### [YOUR GOAL]
Pull out every line of the records that contains the word "riverbed". Case matters.

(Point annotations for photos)
╭──

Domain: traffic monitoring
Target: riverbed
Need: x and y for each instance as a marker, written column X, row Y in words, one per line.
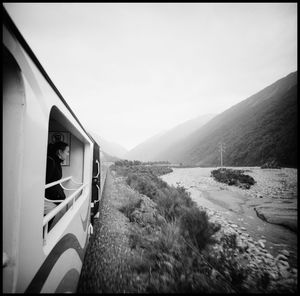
column 237, row 205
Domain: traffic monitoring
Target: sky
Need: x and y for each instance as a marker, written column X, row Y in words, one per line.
column 131, row 70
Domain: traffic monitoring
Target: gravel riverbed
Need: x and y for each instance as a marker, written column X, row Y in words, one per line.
column 236, row 206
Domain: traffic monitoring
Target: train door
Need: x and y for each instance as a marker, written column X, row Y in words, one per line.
column 96, row 184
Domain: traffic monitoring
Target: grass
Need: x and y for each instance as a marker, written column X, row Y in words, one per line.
column 172, row 253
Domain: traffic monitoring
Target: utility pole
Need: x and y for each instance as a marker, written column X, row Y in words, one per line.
column 222, row 149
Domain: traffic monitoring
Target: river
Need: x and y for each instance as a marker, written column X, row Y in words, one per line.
column 237, row 205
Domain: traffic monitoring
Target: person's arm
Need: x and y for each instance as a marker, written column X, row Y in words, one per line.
column 50, row 170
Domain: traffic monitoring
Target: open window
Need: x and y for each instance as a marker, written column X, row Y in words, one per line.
column 72, row 181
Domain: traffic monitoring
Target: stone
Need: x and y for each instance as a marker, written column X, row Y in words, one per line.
column 270, row 256
column 285, row 253
column 285, row 264
column 281, row 257
column 284, row 271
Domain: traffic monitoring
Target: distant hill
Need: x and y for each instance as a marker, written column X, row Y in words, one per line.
column 259, row 129
column 110, row 148
column 151, row 149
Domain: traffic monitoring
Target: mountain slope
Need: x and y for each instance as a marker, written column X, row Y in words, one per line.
column 259, row 129
column 112, row 149
column 150, row 150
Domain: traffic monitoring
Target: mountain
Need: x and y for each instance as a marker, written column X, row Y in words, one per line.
column 257, row 130
column 151, row 149
column 110, row 148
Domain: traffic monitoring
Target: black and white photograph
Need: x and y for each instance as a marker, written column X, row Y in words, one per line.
column 150, row 147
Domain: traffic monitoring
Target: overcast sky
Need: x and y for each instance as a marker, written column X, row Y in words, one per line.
column 131, row 70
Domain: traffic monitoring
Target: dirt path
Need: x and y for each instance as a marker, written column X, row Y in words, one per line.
column 105, row 268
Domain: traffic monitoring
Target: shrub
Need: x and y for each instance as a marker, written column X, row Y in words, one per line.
column 196, row 228
column 233, row 177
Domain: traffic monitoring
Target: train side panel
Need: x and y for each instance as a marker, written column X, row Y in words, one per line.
column 30, row 107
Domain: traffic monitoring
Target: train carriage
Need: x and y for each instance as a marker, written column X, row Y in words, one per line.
column 37, row 259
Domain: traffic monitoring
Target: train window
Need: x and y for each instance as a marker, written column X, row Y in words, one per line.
column 72, row 177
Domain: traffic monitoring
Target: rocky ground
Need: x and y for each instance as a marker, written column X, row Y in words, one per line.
column 109, row 257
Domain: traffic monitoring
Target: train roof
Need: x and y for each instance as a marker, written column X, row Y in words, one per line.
column 8, row 22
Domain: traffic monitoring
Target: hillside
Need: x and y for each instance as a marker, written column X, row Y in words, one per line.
column 111, row 149
column 259, row 129
column 151, row 149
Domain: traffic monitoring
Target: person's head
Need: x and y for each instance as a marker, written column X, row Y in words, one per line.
column 61, row 149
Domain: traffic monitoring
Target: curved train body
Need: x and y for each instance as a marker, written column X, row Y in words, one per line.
column 37, row 259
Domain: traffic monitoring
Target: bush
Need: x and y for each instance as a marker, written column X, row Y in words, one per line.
column 196, row 228
column 233, row 177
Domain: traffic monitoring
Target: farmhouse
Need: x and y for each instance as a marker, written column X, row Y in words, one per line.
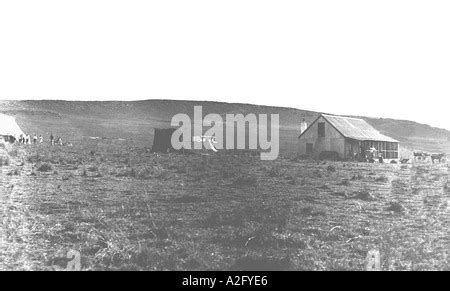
column 346, row 136
column 9, row 129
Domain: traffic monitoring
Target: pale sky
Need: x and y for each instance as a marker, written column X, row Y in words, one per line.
column 374, row 58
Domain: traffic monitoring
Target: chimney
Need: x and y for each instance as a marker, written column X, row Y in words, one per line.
column 303, row 126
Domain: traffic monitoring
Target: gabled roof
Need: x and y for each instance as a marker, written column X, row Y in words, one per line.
column 354, row 128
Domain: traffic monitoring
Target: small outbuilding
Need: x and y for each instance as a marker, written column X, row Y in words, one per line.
column 347, row 137
column 162, row 140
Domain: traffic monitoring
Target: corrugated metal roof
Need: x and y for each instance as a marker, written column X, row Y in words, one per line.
column 356, row 128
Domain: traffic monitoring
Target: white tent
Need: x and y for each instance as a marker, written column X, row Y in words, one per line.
column 9, row 126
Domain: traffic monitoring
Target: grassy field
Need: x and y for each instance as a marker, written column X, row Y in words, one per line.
column 124, row 208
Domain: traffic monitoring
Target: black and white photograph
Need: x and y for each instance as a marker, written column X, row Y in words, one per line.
column 224, row 136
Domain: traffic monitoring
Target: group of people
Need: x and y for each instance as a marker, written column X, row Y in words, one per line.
column 28, row 139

╰──

### [ANSWER FOR THE TASK]
Target: riverbed
Target: gravel riverbed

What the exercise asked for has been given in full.